▸ **WORK INSTRUCTIONS**
1/ In the passage on the Navy balloon photographs, retype the stretch from "The photographer in" through "other mysterious devices.".
2/ According to the passage on the Navy balloon photographs, where did Tyler Thompson study photography?
=== PASSAGE TO READ ===
In one of the images, which has been widely reproduced in the last two weeks, three sailors wrestle what looks like an enormous garbage bag entangled with broken scaffolding into a small boat while half a dozen of their comrades stare watchfully into space; in another, the humans are relegated to the edges and the focus is on the balloon itself, an ominous, if waterlogged, mass of wrinkled white plastic.
The photographer in both cases was Mass Communication Specialist First Class Tyler Thompson. And somehow his images’ unusual lighting and dramatic composition, which smooth individual sailors into heroic archetypes and make the calm, pre-dawn Atlantic seawater as lush as oil paint, nearly pushed away my anxieties about rising tensions with an emerging nuclear superpower, and a sky crowded with other mysterious devices.
What they made me think of, instead, was the 19th century, and in particular the paintings of Winslow Homer, who depicted the sea often, giving it a numinous quality that could be dangerous or comradely. In “The Herring Net” (1885), which shows a fisherman and his small assistant pulling a heavy net into a small boat, the separately lit waves are helpful companions, holding up the boat’s prow and suffering along with the weather. In the first of Thompson’s Navy photos, similarly, the low, glassy surface of the water seems almost as involved in the action as the sailors — it’s bearing silent witness to what’s happening.
“It is a seductive photograph,” Jeff Rosenheim, head of the department of photographs at the Metropolitan Museum of Art, said in an interview, reviewing Thompson’s image of searchlight-illuminated sailors pulling the wrecked balloon into their boat. “What seduces me is the oblique way you enter it. There’s a very lyrical approach to it, a kind of poetics of description, lighting, materials.”
So did Petty Officer Thompson get lucky, or is he that good? Thompson, as it turns out, studied photography, videography and writing, as well as graphics and multimedia, at the Defense Information School at Fort Meade, Md. (The Navy said he was on leave, with no connectivity, and so was unavailable for an interview.)
=== INFORMATION SUPPLIED ===
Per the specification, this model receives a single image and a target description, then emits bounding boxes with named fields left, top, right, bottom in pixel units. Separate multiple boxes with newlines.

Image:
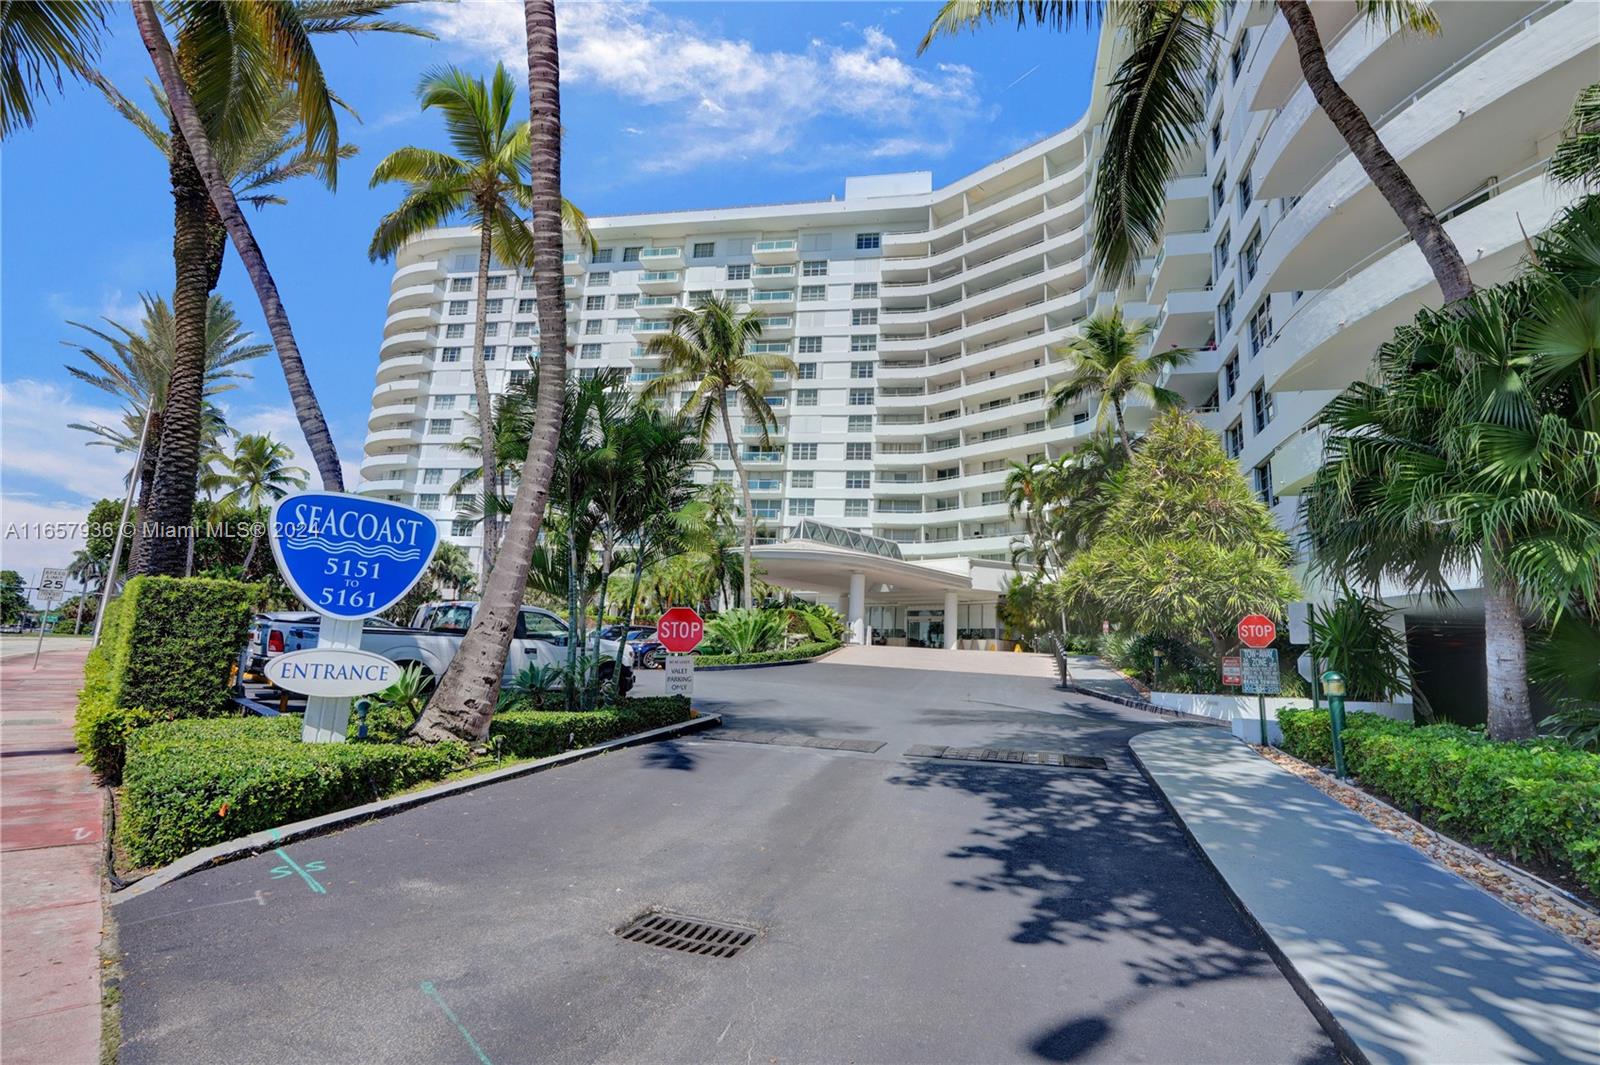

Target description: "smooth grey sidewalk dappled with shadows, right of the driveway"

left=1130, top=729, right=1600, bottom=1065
===
▸ **ANSWERS TO THE EXERCISES**
1/
The photographer in both cases was Mass Communication Specialist First Class Tyler Thompson. And somehow his images’ unusual lighting and dramatic composition, which smooth individual sailors into heroic archetypes and make the calm, pre-dawn Atlantic seawater as lush as oil paint, nearly pushed away my anxieties about rising tensions with an emerging nuclear superpower, and a sky crowded with other mysterious devices.

2/ At the Defense Information School at Fort Meade, Md.